→ INSTRUCTION:
In the listing below, substitute "pin" for "marker" in the lines from the one containing "of the reddish" through the end of the listing, and reproduce only those lines with no other change.

→ Data extracted from a collection:
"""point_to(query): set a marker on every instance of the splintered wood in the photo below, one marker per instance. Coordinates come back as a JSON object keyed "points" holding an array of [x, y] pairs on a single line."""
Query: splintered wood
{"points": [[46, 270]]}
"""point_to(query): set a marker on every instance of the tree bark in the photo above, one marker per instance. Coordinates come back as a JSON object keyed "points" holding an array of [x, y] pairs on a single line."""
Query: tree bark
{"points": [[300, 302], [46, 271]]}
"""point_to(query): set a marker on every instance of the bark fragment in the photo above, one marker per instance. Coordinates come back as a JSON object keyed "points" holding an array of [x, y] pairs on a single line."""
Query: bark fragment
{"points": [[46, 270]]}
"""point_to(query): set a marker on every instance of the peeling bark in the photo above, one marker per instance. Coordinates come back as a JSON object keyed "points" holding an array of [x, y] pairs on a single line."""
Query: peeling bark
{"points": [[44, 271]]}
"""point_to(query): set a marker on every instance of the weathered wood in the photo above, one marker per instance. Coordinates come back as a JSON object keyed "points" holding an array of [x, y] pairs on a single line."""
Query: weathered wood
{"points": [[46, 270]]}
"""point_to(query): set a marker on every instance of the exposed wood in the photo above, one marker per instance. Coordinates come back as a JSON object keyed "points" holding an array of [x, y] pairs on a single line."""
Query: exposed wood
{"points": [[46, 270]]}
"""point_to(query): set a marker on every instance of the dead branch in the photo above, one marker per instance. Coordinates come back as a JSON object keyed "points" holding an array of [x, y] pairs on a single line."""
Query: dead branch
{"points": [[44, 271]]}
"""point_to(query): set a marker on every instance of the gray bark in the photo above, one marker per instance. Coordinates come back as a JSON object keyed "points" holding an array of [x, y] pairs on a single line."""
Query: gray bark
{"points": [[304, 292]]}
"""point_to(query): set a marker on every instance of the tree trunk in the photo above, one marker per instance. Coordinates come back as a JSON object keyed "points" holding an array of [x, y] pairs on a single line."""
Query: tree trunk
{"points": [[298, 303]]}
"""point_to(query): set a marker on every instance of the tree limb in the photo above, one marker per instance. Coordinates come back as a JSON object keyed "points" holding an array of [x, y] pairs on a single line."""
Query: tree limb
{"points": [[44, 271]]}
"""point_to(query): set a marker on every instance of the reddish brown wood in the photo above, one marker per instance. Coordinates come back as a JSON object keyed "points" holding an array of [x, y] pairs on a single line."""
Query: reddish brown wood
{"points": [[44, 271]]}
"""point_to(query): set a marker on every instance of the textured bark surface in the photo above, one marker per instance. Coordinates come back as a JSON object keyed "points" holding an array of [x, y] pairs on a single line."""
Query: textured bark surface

→ EXPECTED ANSWER:
"""point_to(query): set a pin on every instance of the reddish brown wood in the photo above, one pin per instance. Coordinates come back as a JSON object keyed "points" holding an array of [x, y] pairs on a single line."""
Query: reddish brown wood
{"points": [[44, 271]]}
"""point_to(query): set a pin on every instance of the textured bark surface in the photo above, one pin per instance. Coordinates come back as a JSON object keyed "points" holding an array of [x, y] pairs on a single line."""
Query: textured bark surface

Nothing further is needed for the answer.